> [WHAT YOU SHOULD DO]: Copy the items from the line containing "Return one point per instance of the white office" through the line containing "<point>372,222</point>", and shift both coordinates of each answer point up by 103. Leave every other line, including its sample entry, unchanged.

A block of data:

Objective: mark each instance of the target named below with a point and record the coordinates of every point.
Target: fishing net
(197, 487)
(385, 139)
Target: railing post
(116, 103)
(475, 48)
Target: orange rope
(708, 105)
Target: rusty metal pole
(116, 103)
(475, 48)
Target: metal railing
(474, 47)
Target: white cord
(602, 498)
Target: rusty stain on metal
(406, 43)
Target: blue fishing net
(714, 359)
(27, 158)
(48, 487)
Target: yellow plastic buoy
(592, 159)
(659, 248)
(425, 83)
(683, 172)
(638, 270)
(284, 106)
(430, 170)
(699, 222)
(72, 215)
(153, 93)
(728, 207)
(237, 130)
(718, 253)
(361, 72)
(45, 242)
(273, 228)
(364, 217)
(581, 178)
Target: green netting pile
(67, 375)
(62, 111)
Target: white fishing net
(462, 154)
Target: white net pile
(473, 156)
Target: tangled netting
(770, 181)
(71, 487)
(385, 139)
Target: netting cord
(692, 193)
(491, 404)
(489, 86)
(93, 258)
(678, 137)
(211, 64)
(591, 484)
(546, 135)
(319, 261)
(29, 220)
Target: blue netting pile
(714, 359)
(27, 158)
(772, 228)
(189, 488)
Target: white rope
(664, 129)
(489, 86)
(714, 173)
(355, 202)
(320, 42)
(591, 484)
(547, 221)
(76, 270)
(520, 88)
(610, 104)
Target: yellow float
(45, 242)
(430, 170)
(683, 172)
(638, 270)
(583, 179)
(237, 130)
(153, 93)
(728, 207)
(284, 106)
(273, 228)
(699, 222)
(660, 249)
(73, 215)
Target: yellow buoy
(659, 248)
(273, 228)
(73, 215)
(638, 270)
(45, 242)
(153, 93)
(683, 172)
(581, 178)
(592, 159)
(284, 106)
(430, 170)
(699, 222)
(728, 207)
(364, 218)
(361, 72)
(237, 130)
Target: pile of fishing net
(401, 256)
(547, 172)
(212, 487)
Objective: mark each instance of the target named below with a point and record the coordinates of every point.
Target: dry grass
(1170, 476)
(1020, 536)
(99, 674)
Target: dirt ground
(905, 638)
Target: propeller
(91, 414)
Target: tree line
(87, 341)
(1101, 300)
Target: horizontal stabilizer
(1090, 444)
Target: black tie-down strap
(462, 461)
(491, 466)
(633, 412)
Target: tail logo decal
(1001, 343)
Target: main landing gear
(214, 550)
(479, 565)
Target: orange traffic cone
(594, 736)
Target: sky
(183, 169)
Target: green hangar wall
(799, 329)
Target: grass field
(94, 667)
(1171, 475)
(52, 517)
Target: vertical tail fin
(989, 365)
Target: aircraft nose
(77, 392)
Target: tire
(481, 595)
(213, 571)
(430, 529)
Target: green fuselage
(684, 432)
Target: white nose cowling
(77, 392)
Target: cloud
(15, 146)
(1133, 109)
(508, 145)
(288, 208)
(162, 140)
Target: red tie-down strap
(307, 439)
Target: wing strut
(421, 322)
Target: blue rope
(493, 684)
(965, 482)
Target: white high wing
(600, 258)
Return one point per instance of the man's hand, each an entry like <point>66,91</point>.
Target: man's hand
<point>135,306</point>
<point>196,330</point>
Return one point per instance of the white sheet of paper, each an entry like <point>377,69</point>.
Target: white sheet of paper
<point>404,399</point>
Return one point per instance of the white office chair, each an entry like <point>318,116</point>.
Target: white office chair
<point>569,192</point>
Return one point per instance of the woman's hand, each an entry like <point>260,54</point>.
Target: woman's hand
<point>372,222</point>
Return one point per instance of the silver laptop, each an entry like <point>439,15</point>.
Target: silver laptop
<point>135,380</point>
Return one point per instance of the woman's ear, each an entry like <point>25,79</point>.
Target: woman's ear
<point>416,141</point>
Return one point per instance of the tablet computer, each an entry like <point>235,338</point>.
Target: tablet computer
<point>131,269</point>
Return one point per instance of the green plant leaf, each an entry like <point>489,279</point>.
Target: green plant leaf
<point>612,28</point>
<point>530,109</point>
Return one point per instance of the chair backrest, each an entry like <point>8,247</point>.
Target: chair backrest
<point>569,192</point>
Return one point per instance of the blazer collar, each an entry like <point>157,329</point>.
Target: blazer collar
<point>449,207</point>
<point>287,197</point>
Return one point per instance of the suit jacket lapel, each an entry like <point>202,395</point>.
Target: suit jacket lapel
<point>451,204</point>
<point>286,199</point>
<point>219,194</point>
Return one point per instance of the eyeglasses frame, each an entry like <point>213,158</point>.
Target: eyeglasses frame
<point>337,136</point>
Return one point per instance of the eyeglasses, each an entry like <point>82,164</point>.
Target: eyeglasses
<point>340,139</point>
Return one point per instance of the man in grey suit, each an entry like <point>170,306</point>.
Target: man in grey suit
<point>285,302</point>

> [EXERCISE RESPONSE]:
Return one point per instance of the white office chair, each an entry like <point>318,116</point>.
Target: white office chair
<point>672,295</point>
Return one point per instance of the woman's hand, each an entry like <point>260,54</point>.
Target: woman's hand
<point>475,325</point>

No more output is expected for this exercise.